== What you are asked to do ==
Find the line that contains "Where can the white" and print it and every line after it, exactly, please.
::::
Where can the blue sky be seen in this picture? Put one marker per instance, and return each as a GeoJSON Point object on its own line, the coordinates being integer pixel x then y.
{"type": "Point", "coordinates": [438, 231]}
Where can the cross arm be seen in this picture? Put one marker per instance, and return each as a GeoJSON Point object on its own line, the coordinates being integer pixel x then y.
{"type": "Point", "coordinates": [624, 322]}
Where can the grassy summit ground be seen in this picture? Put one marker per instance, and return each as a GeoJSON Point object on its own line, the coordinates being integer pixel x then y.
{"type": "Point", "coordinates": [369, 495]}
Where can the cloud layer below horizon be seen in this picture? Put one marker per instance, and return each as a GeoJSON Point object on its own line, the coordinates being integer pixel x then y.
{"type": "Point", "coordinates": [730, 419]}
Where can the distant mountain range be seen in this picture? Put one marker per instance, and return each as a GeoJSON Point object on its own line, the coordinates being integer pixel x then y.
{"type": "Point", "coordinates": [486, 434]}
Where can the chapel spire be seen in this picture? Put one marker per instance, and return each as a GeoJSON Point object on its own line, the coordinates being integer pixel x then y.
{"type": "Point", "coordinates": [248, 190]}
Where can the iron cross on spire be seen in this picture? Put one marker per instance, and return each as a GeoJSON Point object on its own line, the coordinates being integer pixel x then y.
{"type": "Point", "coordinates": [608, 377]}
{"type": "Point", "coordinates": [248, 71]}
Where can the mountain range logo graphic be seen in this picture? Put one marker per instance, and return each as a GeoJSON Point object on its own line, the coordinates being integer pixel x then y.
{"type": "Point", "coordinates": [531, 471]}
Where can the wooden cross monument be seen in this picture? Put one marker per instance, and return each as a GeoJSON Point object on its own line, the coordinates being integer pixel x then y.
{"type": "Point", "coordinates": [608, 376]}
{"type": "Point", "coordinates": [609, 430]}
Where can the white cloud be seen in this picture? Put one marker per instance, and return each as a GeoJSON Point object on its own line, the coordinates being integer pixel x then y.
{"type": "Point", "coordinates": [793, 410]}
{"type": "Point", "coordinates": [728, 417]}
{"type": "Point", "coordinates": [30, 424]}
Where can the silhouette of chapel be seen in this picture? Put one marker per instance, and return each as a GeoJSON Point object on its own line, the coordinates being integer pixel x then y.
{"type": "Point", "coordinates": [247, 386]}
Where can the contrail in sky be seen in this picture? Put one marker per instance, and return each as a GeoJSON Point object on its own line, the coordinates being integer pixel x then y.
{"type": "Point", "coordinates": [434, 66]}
::::
== Completed exercise ==
Where can the white cloud be seen in this picture? Put one marker per instance, and return each as a GeoJSON Point object on its own line, the coordinates being integer pixel x then y.
{"type": "Point", "coordinates": [793, 410]}
{"type": "Point", "coordinates": [728, 417]}
{"type": "Point", "coordinates": [30, 424]}
Where can the silhouette of chapel be seen in this picture? Put one marker per instance, and return each as a GeoJSON Point object on its own line, the coordinates being integer pixel x then y.
{"type": "Point", "coordinates": [247, 386]}
Where can the contrail in sky be seen in this picture? Put one marker per instance, and return each as a GeoJSON Point object on its own line, the coordinates being integer pixel x then y.
{"type": "Point", "coordinates": [434, 66]}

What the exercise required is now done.